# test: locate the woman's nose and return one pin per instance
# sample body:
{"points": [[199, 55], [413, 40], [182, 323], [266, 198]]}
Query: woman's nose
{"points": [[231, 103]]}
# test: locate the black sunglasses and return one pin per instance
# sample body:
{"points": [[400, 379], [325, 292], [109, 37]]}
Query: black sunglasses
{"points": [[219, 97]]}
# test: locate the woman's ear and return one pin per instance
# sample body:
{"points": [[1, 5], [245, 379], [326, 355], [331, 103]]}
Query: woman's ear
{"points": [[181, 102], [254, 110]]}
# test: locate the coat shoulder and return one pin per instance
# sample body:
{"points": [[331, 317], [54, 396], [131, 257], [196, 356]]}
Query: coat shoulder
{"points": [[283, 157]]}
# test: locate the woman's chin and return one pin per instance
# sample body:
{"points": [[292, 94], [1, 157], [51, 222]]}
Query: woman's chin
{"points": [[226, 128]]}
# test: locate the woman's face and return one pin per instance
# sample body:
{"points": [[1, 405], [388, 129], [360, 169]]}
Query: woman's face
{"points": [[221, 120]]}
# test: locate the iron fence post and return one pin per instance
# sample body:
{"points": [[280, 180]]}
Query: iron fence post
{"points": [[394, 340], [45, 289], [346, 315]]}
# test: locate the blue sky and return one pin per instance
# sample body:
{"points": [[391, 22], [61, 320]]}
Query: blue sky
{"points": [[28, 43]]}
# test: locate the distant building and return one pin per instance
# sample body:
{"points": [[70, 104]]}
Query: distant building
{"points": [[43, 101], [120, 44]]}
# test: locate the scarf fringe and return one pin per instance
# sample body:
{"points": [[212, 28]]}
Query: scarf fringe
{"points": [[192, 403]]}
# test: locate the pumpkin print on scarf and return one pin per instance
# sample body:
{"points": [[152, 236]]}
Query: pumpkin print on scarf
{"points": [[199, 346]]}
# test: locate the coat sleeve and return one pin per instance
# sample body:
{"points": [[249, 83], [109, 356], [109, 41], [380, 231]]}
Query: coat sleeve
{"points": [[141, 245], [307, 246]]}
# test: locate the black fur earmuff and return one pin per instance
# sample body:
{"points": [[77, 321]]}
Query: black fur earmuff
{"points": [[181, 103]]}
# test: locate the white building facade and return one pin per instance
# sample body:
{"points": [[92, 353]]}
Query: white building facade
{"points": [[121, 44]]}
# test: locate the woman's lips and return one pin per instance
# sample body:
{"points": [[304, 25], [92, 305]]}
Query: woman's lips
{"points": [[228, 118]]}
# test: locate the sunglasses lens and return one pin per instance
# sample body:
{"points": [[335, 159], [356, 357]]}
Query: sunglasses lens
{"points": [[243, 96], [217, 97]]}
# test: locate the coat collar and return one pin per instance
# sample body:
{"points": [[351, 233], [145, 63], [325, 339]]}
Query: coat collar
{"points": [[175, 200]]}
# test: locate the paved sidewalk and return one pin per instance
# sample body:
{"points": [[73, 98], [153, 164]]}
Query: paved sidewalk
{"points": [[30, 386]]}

========================================================================

__Work to be completed__
Search the data for "# test: locate the coat collar". Beginning with that line, set down every line through the last exactly.

__Solution for this problem__
# test: locate the coat collar and return one pin per instance
# sample body:
{"points": [[351, 233], [145, 63], [325, 339]]}
Query: coat collar
{"points": [[175, 200]]}
# test: locate the paved sidewalk and return one pin per instance
# sample body:
{"points": [[73, 98], [153, 164]]}
Query: paved sidewalk
{"points": [[30, 386]]}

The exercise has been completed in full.